AIM A:
Using the article on tree planting in Ethiopia, answer these questions:
(i) Which organization carried out the study?
(ii) What was Ethiopia's national poverty head count index in 2010/11?
(iii) What did Ethiopia's import of timber and other wood products amount to?

TEXT PROVIDED:
BOGOR, Indonesia (24 September, 2013)_Despite recent measures to encourage Ethiopia’s farmers to plant trees on their land, the country’s complex feudal past still lingers to discourage tree planting in the country, says a study by the Center for International Forestry Research (CIFOR).
“Tree planting on farms is influenced by the sense of security farmers have about their land tenure. Since the expansion of the Ethiopian kingdom in the 13th century, when kings would degrade the landscapes wherever they went, many farmers have stopped planting trees,” said CIFOR scientist Habtemariam Kassa, lead author of Reading the landscape past: Explaining the lack of on-farm tree planting in Ethiopia.
Unless tree planting activities are intensified, Kassa said, Ethiopians not only risk further degradation of their land — they’re also missing out on an opportunity to tap into potentially lucrative commercial forestry business opportunities.
In 2010/11, Ethiopia’s central statistics agency reported the national poverty head count index — the share of the population whose income or consumption is below the poverty line – was at 29.6 percent. Total annual household income could be increased by at least 30 percent if farmers were planting trees on their lands not suitable for crop production, showed a 2003 study.
“In the same timeframe, Ethiopia’s import of timber and other wood products amounted to more than $120 million,” Kassa said.

(Pointing rows)
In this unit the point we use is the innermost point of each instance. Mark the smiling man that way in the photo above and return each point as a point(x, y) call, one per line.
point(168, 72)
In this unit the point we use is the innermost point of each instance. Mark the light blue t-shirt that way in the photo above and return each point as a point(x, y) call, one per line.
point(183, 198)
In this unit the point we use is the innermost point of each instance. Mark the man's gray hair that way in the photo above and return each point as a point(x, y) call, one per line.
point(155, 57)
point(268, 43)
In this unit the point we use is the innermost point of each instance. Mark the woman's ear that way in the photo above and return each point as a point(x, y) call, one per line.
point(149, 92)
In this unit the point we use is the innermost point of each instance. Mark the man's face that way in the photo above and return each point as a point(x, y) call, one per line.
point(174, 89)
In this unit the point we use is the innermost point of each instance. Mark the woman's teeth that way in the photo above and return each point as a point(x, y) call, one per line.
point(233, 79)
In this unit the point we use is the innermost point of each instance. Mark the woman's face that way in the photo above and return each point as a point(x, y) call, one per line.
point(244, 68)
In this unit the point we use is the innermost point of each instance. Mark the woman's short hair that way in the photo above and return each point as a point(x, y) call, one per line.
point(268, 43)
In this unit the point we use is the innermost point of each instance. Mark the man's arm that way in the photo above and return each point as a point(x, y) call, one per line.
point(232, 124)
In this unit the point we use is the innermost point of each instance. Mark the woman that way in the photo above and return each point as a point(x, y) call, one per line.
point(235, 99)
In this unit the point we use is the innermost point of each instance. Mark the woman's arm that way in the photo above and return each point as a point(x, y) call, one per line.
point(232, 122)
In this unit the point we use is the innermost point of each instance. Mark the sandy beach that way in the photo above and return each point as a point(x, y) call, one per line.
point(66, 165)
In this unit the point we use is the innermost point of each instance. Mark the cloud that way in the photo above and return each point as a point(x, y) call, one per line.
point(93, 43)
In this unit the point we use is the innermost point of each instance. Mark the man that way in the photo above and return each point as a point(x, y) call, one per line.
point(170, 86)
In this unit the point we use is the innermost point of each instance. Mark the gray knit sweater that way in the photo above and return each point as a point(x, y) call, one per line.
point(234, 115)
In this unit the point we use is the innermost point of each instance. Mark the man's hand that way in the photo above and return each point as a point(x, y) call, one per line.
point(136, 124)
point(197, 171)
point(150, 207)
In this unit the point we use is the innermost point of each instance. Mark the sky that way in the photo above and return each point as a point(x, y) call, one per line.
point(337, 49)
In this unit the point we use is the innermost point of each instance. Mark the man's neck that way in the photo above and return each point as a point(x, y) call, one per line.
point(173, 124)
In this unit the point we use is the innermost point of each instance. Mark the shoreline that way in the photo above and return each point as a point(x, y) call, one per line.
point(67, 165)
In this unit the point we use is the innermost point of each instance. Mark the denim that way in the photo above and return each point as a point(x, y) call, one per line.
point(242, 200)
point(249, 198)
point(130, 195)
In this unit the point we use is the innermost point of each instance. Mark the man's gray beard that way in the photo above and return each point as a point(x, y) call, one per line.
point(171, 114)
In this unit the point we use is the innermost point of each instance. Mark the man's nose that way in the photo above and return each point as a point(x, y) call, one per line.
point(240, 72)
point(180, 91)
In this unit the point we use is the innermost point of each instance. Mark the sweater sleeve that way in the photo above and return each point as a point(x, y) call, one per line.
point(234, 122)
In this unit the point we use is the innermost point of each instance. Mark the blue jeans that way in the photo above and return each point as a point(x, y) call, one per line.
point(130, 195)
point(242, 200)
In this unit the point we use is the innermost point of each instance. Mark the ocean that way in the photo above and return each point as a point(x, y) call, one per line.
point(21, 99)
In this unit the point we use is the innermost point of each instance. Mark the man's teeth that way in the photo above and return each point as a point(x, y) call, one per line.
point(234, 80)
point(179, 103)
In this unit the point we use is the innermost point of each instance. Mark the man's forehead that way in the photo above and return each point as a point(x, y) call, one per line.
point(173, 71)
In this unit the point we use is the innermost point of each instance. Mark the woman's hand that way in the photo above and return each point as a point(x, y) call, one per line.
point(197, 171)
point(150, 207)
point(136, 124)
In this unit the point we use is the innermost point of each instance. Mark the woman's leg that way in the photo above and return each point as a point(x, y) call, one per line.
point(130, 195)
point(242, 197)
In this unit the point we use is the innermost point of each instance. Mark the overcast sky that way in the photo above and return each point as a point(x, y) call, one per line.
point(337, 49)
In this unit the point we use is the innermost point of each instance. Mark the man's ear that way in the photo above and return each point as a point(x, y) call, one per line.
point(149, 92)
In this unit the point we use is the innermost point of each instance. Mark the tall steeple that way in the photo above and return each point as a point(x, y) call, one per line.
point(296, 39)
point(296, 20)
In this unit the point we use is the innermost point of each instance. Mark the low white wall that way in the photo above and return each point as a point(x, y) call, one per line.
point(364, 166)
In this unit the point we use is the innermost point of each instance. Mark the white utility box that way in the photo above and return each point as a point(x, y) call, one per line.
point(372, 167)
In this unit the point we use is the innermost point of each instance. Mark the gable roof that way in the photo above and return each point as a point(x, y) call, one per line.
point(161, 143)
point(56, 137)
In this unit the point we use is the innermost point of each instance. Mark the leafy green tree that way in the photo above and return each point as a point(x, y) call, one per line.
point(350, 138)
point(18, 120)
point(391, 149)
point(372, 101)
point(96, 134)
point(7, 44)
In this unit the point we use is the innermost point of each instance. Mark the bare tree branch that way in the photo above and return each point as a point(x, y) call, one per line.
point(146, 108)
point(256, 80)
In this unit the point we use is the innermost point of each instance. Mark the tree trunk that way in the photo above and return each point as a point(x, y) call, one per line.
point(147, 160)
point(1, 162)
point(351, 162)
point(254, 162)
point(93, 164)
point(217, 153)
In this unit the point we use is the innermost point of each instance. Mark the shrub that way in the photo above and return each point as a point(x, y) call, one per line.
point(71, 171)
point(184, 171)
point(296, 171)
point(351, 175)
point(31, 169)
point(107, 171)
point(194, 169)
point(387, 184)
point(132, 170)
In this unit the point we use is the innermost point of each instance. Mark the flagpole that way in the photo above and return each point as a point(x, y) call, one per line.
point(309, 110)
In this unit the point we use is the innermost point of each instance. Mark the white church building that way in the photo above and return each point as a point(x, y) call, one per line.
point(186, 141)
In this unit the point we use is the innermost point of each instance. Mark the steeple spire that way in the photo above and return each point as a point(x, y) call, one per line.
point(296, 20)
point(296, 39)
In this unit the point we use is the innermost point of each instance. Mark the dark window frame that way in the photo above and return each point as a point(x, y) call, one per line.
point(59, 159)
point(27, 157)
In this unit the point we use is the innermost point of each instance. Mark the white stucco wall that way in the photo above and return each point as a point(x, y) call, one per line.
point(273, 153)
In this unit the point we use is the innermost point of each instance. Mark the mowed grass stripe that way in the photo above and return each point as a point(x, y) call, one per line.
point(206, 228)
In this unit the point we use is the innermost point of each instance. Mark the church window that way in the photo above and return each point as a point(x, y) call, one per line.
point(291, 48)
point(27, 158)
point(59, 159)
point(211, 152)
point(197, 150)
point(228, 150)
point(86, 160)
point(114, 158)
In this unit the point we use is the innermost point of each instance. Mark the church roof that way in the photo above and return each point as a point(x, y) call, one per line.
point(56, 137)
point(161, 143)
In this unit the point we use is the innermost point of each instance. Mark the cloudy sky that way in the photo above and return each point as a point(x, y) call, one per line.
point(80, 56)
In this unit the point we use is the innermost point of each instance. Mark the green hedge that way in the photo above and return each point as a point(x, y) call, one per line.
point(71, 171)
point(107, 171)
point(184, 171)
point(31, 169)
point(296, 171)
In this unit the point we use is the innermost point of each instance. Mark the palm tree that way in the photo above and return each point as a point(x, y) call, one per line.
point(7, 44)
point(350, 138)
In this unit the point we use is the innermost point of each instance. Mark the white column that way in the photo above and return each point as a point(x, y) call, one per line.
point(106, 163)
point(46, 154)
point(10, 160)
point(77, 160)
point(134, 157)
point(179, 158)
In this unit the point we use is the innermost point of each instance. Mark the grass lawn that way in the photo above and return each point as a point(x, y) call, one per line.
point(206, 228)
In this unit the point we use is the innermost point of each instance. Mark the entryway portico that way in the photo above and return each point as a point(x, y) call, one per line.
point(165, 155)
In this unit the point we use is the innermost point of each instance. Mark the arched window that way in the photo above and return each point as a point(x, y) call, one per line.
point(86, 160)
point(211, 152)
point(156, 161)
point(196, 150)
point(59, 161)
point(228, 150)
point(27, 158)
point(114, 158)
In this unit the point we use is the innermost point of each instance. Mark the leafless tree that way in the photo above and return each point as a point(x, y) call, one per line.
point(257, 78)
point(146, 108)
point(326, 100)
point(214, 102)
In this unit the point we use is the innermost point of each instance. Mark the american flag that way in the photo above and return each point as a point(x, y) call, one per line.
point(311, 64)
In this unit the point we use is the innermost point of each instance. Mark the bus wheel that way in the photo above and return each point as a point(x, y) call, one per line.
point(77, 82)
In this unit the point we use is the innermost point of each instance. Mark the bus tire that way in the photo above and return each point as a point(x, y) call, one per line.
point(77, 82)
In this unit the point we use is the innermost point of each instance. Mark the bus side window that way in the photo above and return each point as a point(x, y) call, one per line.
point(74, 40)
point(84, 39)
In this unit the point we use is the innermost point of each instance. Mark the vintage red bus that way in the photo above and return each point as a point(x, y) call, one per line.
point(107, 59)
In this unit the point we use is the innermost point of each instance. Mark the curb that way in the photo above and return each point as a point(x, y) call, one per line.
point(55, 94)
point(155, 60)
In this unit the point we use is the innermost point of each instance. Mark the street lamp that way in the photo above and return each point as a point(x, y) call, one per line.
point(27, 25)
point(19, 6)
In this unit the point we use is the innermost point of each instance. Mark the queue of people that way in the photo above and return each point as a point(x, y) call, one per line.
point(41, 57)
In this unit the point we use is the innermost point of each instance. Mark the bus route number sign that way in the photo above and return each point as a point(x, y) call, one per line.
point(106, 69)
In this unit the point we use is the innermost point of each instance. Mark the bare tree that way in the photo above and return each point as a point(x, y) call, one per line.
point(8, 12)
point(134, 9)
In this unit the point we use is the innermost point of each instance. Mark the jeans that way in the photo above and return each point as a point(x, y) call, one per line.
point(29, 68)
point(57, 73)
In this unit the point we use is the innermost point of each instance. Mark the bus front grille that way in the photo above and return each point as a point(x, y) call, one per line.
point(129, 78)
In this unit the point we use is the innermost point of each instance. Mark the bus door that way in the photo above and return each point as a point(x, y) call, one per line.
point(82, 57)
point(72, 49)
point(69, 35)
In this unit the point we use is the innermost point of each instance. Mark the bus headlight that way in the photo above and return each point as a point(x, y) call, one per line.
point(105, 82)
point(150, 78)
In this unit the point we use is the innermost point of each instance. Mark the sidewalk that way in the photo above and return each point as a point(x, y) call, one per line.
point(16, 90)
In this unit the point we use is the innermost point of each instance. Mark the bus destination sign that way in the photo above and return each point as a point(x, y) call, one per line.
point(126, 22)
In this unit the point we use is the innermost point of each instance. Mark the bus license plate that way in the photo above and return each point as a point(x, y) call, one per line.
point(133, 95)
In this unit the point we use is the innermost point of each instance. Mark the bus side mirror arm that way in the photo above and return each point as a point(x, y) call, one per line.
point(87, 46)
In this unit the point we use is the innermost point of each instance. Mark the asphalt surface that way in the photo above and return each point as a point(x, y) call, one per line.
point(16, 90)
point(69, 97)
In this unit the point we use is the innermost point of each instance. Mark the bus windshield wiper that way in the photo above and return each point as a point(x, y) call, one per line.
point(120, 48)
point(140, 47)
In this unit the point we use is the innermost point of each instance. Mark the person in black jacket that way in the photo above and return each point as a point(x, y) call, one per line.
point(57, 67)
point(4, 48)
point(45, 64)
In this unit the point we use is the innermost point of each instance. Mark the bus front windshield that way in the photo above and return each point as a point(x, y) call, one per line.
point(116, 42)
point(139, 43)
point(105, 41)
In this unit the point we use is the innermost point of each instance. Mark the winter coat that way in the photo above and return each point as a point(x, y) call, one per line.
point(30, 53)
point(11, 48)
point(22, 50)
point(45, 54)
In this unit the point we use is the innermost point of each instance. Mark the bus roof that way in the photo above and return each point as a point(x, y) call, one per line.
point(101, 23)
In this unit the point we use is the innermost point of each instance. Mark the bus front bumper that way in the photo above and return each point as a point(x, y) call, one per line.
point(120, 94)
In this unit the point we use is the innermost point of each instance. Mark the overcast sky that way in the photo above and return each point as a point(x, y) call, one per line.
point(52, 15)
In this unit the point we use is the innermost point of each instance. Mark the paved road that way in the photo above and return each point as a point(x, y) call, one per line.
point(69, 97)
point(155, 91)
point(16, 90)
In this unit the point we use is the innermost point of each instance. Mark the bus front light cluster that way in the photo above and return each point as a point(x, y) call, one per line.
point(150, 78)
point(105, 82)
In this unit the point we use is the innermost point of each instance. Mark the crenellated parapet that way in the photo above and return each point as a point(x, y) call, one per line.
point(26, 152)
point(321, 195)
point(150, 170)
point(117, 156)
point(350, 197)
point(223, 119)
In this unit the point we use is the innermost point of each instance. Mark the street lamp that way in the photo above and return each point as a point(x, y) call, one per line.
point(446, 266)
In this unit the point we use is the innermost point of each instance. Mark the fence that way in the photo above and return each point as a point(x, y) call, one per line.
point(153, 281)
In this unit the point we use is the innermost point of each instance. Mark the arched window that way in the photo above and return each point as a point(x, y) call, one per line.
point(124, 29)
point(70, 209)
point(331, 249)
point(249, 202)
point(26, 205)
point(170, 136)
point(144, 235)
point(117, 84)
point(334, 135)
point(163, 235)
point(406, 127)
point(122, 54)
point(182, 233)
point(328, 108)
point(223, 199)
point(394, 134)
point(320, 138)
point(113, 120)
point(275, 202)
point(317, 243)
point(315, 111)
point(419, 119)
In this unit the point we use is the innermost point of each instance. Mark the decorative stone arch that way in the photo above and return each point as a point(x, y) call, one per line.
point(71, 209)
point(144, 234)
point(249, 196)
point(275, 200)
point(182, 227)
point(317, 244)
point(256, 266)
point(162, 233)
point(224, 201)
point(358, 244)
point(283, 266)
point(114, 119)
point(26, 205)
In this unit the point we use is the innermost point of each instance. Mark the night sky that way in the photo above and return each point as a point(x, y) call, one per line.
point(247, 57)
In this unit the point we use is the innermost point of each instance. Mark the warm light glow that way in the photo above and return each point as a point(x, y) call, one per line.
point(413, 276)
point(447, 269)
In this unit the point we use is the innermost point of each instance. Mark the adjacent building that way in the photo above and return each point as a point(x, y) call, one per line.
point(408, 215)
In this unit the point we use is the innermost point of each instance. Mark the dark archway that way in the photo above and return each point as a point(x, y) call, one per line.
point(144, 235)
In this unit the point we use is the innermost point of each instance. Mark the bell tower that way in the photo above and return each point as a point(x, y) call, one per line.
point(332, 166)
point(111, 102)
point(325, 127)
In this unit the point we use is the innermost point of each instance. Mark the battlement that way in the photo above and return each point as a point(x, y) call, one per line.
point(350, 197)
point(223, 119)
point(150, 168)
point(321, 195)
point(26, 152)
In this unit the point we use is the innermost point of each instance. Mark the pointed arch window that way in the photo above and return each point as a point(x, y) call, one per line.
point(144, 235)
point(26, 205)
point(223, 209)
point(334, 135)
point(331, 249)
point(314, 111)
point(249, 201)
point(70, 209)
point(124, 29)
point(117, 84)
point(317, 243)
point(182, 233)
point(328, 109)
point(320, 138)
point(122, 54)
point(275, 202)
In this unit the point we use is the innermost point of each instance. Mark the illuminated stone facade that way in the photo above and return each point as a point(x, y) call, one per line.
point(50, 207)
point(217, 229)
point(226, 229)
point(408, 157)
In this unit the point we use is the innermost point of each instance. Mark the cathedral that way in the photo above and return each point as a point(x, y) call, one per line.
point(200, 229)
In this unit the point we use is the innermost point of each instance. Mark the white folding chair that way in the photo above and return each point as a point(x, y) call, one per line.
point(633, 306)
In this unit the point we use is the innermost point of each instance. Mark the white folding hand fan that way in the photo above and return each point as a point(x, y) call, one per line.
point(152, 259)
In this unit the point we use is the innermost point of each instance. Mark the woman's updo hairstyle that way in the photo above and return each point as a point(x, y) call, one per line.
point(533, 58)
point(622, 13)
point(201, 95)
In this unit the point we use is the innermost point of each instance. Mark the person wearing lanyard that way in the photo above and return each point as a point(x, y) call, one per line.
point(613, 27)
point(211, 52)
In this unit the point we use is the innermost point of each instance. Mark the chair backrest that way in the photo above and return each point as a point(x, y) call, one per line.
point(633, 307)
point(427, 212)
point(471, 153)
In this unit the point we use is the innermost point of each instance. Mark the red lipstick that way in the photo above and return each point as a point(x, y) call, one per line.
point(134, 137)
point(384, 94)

AIM B: Update the part of the rows that opens with the line containing "the bus license" and closes with the line containing "point(140, 47)", replacing "asphalt surface" with "road surface" and leaving everything else unchanged.

WRITTEN RESPONSE A:
(i) The Center for International Forestry Research (CIFOR).
(ii) 29.6 percent.
(iii) More than $120 million.

WRITTEN RESPONSE B:
In this unit the point we use is the innermost point of each instance. Mark the bus license plate that way in the photo above and return each point as a point(x, y) call, one per line.
point(133, 95)
In this unit the point we use is the innermost point of each instance. Mark the bus side mirror arm that way in the photo above and return each point as a point(x, y) call, one per line.
point(87, 46)
In this unit the point we use is the innermost point of each instance. Mark the road surface that way in the photo above and return each point as a point(x, y) call, one per line.
point(16, 90)
point(69, 97)
In this unit the point we use is the innermost point of each instance. Mark the bus windshield wiper that way in the photo above and return each point as a point(x, y) call, one per line.
point(120, 48)
point(140, 47)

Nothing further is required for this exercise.